Your task — Rescale the listing, starting at the line containing "For every instance of the black" and ending at its last line: write those lines out again, requests included, with every coordinate in the answers multiplied by 2.55 and rounded to a whole number, halves rounded up. Give only those lines.

Records for this exercise —
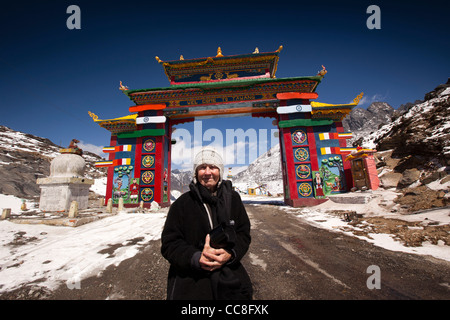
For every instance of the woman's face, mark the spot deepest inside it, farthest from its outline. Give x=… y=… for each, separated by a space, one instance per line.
x=208 y=176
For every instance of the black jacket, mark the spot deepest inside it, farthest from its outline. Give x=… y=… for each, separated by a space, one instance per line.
x=183 y=237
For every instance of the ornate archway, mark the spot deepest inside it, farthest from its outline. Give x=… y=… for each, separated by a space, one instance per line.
x=312 y=138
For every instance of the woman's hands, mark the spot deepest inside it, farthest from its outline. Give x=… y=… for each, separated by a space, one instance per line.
x=212 y=259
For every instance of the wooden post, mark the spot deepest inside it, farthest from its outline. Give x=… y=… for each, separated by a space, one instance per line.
x=109 y=206
x=6 y=213
x=73 y=211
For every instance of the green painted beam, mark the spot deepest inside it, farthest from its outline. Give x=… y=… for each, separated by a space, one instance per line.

Written solution —
For every instance of the black jacket, mark the spot deepest inside it, farthest from its outline. Give x=… y=… for each, separated by a space, one instance per line.
x=467 y=604
For every instance of the ornate archway, mark the spot deepest inside it, farthest from its outline. Give x=… y=… for each, separated by a space, one instance per line.
x=796 y=352
For every instance of the woman's hands, mark the spot deepest inside it, farthest from its outline. Give x=… y=… for each, separated by a space, one instance per line.
x=541 y=660
For every instance of the wooden post, mark the spot deepest inside it, farthest from its outline. Give x=… y=… for each, separated by a space, one instance per line.
x=278 y=525
x=15 y=543
x=186 y=538
For every instance of the green painted beam, mark the spot deepest inside it, farthest from its outline. Give x=… y=… for each, separated by a space, one instance per line.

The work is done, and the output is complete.